#### WHAT THE TASK ASKS:
Return, word for word, the entries below from the line containing "Question. For every instance of the wall" through the end of the entries, both ends included.

#### SOURCE MATERIAL:
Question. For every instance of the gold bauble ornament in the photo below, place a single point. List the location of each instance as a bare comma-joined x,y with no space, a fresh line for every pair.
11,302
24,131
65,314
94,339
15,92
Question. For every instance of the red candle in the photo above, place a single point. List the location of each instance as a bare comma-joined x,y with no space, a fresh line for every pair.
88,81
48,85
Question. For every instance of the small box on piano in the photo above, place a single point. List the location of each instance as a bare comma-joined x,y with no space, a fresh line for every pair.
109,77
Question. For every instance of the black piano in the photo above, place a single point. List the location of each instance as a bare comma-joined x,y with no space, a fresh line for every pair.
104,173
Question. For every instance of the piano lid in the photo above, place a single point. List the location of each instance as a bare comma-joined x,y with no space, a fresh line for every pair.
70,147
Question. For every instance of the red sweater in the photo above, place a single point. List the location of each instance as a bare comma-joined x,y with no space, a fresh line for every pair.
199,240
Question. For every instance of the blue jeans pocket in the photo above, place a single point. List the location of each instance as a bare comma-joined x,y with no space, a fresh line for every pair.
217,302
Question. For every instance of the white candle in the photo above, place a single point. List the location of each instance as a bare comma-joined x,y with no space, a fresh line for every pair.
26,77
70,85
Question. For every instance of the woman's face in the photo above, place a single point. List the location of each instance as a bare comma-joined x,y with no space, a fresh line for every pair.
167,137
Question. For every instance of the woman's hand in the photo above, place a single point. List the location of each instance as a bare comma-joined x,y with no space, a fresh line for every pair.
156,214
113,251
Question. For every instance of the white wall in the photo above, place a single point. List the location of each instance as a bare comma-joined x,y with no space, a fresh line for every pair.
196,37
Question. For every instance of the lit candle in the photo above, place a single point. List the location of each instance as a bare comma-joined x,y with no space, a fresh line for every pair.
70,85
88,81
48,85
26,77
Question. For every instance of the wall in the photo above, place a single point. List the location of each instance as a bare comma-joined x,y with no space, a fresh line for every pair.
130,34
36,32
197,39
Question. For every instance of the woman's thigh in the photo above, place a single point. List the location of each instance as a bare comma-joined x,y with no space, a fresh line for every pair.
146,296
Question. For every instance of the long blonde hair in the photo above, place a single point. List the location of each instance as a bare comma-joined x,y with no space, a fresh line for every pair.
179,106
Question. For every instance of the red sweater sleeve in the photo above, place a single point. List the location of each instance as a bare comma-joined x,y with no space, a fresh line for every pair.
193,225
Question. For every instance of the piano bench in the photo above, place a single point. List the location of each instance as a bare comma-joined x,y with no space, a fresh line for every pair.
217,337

#### RESPONSE:
Question. For every instance of the wall in the photo above, place a single point. List the location of each instance as a bare comma-joined x,y with no space, a fresh line for every pair.
130,34
36,32
197,39
Question. For every instance of the woman's thigh in the photo above, place a single point. List the location of each instance as a bare comma-joined x,y with no space, a fresh line for every pair.
146,296
Question. For every instance of the long blonde hair in the photo above, place a single point. List the location of each instance as a bare comma-joined x,y with no space, a fresh line for every pair.
179,106
Question. For every instance of the red sweater sleeve in the photo above, place a single point. List the location of each instance as a bare comma-joined x,y with no space, a fresh line for every pair.
193,225
Question. For every instance of the piano bench in the photo above, place a single point. List the location of each instance as a bare comma-joined x,y with no space, a fresh line for every pair.
217,337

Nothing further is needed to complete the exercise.